**Data excerpts**

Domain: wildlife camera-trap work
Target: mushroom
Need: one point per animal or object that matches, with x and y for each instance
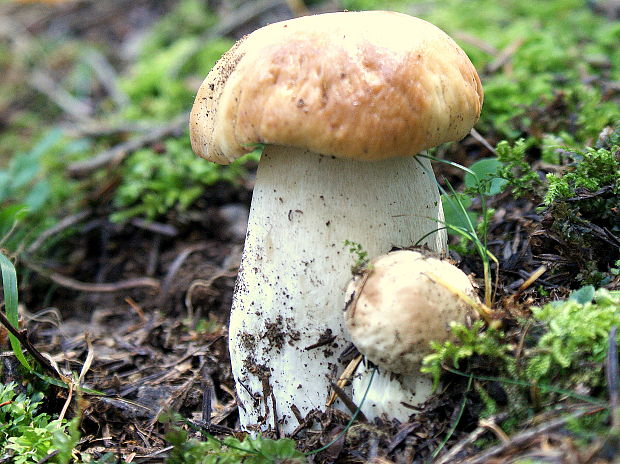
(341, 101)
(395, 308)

--

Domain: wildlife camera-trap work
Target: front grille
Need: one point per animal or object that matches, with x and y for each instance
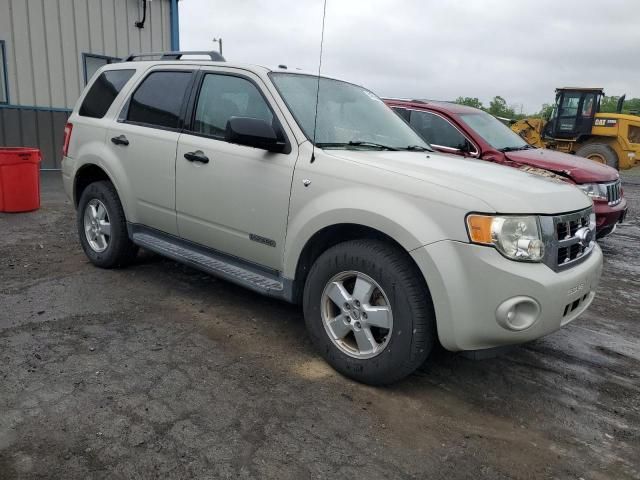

* * *

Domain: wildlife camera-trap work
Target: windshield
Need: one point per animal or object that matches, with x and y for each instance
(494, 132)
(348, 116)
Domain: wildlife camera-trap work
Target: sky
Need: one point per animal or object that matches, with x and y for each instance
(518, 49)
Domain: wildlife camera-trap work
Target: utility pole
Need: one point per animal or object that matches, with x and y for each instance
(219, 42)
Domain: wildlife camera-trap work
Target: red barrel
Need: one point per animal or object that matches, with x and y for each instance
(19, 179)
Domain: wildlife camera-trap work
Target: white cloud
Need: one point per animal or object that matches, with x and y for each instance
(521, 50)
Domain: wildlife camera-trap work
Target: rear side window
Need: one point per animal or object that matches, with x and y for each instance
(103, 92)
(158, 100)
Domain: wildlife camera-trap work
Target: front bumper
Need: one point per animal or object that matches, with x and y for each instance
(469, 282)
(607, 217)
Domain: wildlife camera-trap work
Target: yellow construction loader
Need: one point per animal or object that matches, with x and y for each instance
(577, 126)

**What you have to do**
Every line that contains "Target" should be copied out of the data.

**Solved exercise**
Target: mushroom
Target: front grille
Target: windshield
Target: sky
Target: utility pole
Target: red barrel
Target: white cloud
Target: rear side window
Target: front bumper
Target: yellow construction loader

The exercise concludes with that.